# Data provided

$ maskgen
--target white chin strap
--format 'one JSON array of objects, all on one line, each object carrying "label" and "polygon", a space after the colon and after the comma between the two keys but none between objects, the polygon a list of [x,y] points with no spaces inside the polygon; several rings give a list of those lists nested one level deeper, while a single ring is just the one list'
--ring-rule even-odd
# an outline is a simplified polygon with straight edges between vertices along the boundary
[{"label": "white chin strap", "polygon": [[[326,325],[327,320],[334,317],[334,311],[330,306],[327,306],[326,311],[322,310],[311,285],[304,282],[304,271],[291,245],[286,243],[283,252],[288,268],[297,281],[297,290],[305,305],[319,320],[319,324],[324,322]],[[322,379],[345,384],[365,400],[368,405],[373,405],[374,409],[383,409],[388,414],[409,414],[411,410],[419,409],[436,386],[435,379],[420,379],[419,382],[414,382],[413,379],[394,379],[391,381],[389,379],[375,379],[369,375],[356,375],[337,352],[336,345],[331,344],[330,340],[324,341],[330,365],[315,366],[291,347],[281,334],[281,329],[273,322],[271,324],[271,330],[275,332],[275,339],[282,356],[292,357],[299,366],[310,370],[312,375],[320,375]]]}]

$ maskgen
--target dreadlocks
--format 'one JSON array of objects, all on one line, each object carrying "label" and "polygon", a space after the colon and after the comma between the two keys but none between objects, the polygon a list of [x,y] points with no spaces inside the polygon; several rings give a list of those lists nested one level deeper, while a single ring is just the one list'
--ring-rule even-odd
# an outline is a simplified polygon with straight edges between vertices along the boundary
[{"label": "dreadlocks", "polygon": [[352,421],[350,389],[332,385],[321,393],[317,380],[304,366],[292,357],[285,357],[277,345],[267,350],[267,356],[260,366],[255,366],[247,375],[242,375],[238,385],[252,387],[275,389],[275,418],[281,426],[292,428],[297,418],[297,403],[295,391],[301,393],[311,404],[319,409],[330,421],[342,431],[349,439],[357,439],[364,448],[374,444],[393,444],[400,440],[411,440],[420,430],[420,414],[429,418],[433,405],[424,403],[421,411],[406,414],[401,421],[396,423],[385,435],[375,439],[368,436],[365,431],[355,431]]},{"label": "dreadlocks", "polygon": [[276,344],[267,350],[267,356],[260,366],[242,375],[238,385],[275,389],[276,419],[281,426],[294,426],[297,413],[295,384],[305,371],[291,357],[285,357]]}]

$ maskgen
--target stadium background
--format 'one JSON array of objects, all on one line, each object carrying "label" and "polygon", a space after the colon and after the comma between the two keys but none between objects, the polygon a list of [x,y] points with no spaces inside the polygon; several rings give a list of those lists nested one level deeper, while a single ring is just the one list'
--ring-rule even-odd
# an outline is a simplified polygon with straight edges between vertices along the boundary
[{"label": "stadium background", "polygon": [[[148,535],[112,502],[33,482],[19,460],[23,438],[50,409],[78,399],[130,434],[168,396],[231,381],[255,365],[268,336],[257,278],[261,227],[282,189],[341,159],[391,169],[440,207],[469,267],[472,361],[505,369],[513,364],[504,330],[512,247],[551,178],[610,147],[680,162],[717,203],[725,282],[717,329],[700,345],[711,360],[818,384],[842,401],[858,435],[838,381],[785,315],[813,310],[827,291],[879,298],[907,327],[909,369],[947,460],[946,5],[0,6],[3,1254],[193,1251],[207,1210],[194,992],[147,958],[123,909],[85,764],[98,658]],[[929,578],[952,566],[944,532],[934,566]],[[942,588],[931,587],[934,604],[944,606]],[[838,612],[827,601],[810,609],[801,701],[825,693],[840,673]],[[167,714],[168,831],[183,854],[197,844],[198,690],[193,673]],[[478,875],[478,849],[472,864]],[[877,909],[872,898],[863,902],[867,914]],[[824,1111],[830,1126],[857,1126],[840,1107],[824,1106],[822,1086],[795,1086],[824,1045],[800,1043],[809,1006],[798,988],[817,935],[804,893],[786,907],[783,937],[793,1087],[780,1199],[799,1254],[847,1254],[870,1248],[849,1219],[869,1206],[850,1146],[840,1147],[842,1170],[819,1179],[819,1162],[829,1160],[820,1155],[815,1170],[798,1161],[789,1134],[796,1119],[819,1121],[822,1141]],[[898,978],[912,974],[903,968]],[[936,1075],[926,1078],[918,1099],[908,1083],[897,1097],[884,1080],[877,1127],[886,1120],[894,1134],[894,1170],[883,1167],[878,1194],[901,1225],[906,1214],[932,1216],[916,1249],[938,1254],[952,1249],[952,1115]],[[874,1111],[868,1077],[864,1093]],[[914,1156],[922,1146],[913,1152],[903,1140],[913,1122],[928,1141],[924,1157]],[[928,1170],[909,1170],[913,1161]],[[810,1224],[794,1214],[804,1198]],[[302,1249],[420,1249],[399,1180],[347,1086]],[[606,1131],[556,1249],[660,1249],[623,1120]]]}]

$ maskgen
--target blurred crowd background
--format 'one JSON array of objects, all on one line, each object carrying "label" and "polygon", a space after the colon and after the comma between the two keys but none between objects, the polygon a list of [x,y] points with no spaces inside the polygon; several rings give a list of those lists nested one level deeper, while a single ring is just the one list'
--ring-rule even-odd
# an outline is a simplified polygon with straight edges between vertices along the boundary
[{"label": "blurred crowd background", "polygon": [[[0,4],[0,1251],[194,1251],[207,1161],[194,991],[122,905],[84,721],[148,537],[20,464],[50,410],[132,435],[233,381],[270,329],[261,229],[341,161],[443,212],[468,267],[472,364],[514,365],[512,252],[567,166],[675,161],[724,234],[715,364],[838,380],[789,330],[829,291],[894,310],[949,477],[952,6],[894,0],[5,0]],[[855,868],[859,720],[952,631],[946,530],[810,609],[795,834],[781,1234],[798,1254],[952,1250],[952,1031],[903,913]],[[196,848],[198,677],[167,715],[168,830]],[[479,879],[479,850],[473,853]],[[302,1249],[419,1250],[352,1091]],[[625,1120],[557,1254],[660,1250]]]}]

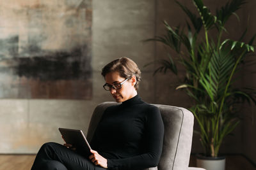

# Task instructions
List, in full, each line of the data above that contains the string "target".

# The answer
--target white chin strap
--target dreadlocks
--target stadium background
--target blurred crowd background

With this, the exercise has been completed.